提取文本
● ● ● ● ●

高樓低廈,人潮起伏,
名爭利逐,千萬家悲歡離合。

閑雲偶過,新月初現,
燈耀海城,天地間留我孤獨。

舊史再提,故書重讀,
冷眼閑眺,關山未變寂寞!

念人老江湖,心碎家國,
百年瞬息,得失滄海一粟!

徐訏《新年偶感》

2013年7月20日星期六

《香港簡史》作者哀港自由損 中華書局狡辯露六大疑點



香港書展變香港書「剪」,事件續有新發展!

老紀本周五獨家報道,由中華書局出版的《香港簡史》中文版出現「和諧版」,出版商在作者不知情下,大幅刪改敏感的嚴厲批評內容,疑似出現赤裸裸的出版審查,令人憂慮香港的出版自由不再。

事件中一直不作回應的中華書局,至周五黃昏終透過公關公司發出新聞稿,辯稱「和諧版」純屬「洽談內地版權」的樣本書,卻被誤送至書展發售,云云。不過,老紀向本港多間大型書局查詢,卻發現跟中華書局所言有出入,知情人士也向老紀力證,中華書局所言並非事實,稱回收「敏感版」一事肯定是真情。事實上,老紀追查及分析後,更發現中華的解釋中,最少有着六大疑點!

● ● ● ● ●

本题输入
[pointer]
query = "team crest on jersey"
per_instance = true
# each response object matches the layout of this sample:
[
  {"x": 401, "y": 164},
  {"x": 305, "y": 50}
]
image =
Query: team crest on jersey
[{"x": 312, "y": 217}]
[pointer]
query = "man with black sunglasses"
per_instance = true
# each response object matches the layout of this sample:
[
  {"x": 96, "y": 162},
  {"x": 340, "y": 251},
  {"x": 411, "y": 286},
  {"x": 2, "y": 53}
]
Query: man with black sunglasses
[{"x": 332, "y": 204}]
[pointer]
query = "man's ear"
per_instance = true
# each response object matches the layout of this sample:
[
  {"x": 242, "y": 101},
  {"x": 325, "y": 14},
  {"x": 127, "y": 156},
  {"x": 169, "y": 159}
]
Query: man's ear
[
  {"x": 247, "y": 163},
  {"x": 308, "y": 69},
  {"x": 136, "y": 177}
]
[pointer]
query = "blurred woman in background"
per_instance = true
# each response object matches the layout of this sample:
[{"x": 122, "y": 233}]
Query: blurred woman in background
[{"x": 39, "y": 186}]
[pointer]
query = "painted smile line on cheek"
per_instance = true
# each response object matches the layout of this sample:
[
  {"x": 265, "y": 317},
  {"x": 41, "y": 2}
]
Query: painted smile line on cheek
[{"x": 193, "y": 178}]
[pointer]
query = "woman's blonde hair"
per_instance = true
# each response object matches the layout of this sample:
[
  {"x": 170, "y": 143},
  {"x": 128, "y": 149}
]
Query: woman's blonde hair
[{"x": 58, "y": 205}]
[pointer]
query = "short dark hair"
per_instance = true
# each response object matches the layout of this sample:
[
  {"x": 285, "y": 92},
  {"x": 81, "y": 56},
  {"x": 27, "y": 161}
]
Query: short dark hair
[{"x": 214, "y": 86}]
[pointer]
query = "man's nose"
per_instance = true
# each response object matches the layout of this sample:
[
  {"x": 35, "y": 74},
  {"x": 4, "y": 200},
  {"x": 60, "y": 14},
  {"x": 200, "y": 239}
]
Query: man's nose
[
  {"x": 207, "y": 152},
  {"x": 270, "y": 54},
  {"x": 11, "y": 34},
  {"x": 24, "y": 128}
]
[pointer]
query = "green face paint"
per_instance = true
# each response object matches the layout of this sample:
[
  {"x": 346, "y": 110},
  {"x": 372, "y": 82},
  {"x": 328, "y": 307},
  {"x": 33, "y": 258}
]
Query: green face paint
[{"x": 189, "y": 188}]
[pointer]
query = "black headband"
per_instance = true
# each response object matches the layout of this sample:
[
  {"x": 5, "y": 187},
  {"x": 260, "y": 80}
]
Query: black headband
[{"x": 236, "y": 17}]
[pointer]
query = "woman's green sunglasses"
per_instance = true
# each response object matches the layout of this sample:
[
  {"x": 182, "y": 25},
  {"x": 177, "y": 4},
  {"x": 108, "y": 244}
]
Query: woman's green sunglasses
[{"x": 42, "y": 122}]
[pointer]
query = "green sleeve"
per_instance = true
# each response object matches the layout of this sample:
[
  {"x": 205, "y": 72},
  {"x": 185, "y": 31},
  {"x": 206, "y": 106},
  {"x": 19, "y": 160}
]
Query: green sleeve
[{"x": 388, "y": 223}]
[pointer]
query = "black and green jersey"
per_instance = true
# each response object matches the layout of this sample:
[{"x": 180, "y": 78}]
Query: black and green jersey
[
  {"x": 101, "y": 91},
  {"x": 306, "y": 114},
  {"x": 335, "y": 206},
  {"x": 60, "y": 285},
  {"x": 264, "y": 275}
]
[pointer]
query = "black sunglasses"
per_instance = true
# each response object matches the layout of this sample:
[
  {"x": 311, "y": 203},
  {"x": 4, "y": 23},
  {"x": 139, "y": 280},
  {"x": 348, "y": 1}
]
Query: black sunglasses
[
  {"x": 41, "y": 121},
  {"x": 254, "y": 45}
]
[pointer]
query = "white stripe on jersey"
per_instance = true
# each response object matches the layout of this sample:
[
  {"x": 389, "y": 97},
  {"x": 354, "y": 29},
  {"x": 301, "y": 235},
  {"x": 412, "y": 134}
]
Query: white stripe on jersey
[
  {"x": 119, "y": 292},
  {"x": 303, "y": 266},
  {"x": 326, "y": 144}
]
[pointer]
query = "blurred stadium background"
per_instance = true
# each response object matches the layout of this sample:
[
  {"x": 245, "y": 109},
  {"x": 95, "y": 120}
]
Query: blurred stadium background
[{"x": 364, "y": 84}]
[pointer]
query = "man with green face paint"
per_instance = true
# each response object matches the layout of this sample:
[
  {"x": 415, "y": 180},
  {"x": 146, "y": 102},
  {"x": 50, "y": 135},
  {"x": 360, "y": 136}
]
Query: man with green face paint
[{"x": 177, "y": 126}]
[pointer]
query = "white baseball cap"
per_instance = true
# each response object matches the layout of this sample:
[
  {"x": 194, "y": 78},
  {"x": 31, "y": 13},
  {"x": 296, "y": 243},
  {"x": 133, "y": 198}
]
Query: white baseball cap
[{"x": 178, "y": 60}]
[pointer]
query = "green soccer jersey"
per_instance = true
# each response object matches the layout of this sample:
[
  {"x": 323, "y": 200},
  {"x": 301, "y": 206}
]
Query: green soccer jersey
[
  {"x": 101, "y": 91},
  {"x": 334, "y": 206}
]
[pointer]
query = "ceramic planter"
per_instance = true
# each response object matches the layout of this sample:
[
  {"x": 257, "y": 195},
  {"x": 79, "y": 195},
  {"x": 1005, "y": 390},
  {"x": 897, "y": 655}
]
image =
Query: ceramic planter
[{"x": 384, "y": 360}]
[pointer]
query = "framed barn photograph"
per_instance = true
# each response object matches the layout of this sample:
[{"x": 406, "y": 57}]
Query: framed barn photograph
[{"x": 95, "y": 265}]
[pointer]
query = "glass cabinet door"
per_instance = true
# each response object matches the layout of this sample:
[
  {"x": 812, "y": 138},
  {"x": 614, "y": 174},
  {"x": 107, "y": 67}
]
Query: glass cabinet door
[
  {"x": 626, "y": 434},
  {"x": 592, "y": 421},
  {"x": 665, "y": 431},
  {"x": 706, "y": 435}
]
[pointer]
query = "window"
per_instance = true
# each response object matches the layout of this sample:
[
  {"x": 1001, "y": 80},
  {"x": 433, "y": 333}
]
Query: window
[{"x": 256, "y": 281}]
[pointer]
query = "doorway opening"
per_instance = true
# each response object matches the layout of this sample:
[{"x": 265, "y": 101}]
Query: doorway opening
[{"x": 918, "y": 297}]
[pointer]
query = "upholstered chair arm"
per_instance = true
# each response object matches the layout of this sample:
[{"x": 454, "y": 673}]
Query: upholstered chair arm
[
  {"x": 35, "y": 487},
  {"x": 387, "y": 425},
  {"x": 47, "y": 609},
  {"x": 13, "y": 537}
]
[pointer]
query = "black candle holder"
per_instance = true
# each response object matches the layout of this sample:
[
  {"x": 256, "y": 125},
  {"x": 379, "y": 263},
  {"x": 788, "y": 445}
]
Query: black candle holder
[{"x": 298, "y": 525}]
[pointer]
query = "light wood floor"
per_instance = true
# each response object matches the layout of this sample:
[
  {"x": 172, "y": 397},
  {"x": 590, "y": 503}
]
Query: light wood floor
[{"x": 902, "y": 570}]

● ● ● ● ●

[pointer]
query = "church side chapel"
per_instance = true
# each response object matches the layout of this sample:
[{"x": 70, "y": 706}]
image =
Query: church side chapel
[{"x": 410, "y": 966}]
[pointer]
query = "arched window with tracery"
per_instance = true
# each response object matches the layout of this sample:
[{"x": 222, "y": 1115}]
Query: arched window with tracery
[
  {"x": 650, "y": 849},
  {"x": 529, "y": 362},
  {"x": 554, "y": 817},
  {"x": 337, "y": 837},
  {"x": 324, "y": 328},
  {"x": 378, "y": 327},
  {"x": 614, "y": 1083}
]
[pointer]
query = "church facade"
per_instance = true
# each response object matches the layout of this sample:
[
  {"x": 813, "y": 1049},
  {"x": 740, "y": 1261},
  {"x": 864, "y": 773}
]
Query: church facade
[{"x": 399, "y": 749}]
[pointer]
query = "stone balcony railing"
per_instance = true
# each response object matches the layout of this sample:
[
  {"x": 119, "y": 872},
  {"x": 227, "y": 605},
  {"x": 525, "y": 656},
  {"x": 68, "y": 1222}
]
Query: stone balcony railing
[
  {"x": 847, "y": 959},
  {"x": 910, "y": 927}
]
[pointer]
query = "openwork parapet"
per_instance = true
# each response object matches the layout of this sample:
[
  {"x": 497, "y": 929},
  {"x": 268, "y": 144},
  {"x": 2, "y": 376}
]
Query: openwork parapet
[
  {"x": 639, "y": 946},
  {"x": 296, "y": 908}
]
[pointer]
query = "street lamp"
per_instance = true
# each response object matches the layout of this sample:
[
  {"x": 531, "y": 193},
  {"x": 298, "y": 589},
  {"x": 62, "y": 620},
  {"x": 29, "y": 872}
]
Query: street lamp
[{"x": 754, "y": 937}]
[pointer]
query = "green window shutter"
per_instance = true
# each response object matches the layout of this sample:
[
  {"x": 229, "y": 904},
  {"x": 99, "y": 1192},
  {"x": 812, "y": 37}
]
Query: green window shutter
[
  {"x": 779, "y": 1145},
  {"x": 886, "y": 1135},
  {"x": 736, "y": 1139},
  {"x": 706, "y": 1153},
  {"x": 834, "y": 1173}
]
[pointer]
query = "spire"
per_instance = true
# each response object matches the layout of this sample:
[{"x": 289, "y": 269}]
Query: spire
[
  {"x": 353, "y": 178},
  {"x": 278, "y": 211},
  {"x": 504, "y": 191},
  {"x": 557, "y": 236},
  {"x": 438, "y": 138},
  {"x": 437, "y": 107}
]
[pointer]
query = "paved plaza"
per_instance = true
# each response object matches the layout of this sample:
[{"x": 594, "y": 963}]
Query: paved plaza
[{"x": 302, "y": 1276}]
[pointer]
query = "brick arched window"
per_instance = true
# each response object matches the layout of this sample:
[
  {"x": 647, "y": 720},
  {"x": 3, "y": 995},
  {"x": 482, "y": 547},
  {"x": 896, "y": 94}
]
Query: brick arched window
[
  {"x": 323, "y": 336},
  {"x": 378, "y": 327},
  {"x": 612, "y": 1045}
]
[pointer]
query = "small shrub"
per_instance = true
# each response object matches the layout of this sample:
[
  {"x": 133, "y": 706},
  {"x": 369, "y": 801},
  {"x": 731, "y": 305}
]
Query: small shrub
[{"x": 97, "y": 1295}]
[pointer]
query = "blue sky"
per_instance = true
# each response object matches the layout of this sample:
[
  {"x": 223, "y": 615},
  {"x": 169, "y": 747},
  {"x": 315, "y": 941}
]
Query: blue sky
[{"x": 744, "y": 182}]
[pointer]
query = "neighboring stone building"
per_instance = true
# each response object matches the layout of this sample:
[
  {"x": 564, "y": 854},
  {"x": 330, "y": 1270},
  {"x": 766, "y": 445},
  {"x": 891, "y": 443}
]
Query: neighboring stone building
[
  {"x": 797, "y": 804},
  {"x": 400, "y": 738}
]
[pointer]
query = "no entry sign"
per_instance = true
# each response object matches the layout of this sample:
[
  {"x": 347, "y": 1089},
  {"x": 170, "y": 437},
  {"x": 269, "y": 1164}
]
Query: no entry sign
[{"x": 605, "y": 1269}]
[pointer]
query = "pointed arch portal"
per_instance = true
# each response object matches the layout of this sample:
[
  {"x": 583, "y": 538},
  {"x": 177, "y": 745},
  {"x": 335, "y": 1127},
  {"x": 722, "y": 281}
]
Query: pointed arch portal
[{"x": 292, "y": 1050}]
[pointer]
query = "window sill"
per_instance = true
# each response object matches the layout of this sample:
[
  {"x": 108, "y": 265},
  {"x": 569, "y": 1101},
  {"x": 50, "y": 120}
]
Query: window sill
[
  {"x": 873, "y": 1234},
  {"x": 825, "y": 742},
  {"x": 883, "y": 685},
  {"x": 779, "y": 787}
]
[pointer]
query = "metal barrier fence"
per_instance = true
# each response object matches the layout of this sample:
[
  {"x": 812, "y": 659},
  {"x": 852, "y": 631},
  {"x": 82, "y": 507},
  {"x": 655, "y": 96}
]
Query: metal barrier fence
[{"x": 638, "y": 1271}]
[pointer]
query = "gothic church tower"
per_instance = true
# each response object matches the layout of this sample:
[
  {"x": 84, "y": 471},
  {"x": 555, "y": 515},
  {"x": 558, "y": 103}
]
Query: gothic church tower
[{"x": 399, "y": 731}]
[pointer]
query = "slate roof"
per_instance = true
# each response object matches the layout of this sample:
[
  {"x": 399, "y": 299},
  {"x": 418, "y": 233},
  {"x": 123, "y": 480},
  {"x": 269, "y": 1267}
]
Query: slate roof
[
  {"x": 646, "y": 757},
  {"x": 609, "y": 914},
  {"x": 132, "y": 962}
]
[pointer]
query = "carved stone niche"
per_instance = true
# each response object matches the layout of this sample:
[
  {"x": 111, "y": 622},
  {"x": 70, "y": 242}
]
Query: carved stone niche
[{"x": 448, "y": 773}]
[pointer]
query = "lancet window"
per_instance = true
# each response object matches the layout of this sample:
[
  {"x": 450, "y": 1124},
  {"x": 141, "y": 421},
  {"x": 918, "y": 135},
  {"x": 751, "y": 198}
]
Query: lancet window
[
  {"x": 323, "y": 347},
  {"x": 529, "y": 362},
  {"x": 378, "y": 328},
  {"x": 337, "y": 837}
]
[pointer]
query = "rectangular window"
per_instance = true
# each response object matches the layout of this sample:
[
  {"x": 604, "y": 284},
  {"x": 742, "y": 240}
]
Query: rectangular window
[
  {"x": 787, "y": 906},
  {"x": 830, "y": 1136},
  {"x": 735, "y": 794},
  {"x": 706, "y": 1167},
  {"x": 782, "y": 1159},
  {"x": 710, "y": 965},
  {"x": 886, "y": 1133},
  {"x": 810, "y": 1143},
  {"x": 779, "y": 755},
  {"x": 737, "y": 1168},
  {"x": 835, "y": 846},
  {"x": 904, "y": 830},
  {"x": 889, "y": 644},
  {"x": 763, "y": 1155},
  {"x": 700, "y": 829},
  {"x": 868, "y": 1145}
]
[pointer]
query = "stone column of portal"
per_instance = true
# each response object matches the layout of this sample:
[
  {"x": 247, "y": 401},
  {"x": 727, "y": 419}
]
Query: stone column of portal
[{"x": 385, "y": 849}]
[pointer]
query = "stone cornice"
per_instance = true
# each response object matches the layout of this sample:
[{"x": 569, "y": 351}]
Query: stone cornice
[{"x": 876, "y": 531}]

● ● ● ● ●

完成以下任务
**1)** 统计上述记录中含有字符串“stripe”的行数，只给出数字。
**2)** 请接着上面那篇关于《香港简史》遭删改一事的文章，从它停下的地方往下续写。

预期输出
**1)** 2

**2)**
至於該書原著作者高馬可,現身在英國,他透過電郵回覆老紀,強調出版商從沒有知會他有關洽談內地版權事宜,他對刪改一事更是全不知情,直言對此感到既震驚又失望,同時擔心事件將對香港表達自由的聲譽造成負面影響。熟悉中國國情的評論員指,中共一直對歷史相當敏感,相信是次風波與最近內地的「七不講」指令及香港冒起的本土意識有關。如審查情況惡化,知識尚淺的本港學生勢將大受影響。

老紀周五獨家報道,由港大歷史系教授高馬可(John M. Carroll)在2007年撰寫的歷史書A Concise History of Hong Kong,近日被中華書局翻譯成中文,名為《香港簡史──從殖民地至香港特區》,但老紀發現該書在市面上竟然同時出現兩個版本。簡而言之,可分為充滿批評內地及香港政府內容的「敏感版」,以及在書展購得、書中大量敏感詞句被大幅刪去或改動的「和諧版」。有關報道出街,引來極大迴響,有網民就直指「香港連歷史真相都守不住了」。

一直未有就事件作回應的中華書局,周五黃昏終發出新聞稿,解釋《香港簡史》之所以出現不同版本是因適逢香港書展,中華書局「因應內地版權洽談需要」,另外製作一批非作銷售用途的樣書,而部分樣書因誤送至書展會場之中華書局攤位。根據紀錄,一共售出了37本。中華書局發現後,已立即將誤送會場之樣書全部回收,而中華從未發出過回收ISBN書號978-988-8263-20-2,即「敏感版」《香港簡史》之指令。發言人又指,公司已就事件向作者解釋及致歉。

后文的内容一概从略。